Point-per-instance localization data:
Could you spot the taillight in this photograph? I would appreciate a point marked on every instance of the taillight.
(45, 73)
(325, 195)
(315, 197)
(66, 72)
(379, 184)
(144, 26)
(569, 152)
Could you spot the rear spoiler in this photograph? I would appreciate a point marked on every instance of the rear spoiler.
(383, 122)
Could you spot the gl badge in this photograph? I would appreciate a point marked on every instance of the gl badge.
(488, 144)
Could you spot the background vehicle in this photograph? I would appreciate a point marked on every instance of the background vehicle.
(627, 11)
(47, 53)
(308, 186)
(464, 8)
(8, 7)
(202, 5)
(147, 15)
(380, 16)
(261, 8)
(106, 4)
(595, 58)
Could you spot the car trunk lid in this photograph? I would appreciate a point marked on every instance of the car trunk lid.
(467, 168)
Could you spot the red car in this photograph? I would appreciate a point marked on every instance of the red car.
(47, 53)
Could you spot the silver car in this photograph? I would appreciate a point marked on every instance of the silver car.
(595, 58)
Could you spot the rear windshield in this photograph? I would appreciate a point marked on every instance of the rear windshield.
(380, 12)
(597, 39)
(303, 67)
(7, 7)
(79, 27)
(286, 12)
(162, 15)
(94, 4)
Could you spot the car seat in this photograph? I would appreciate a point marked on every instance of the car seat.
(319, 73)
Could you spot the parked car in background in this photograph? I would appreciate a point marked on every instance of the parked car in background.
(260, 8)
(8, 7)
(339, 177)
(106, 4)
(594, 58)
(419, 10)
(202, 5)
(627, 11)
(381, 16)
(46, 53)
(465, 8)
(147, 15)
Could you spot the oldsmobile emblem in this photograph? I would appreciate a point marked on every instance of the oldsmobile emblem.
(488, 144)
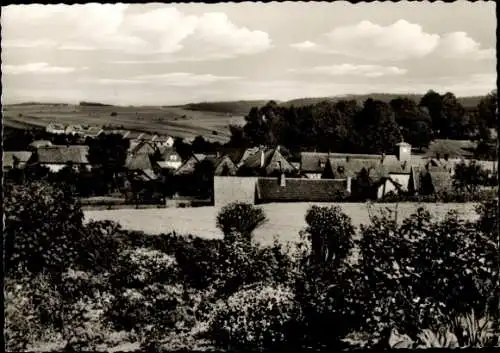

▸ Activity
Each line from the one containing "Could you spot the silver" through the last line of the data should be written out exactly. Skip the pictures, and add no other lines.

▸ Answer for the task
Could you spot the silver car in this photograph? I would appreciate a point marked on every instance of the silver car.
(595, 58)
Could you spot the rear windshield in this photograph? I would appreciate a point marked on every instance of the rear windshield.
(380, 12)
(597, 39)
(303, 67)
(7, 7)
(79, 27)
(286, 12)
(162, 15)
(94, 4)
Could you spot the car seat in this photograph? I would appreciate a point marked on every instance of the car seat.
(319, 73)
Could you spot the parked car in background in this photograph? I would appreciate a point marked on every instance of the parked car in background.
(260, 8)
(8, 7)
(339, 177)
(106, 4)
(594, 58)
(419, 10)
(202, 5)
(627, 11)
(381, 16)
(46, 53)
(465, 8)
(147, 15)
Could you spot the oldsmobile emblem in this photograph? I would appreciate a point marked on every instance of the oldsmobile emblem.
(488, 144)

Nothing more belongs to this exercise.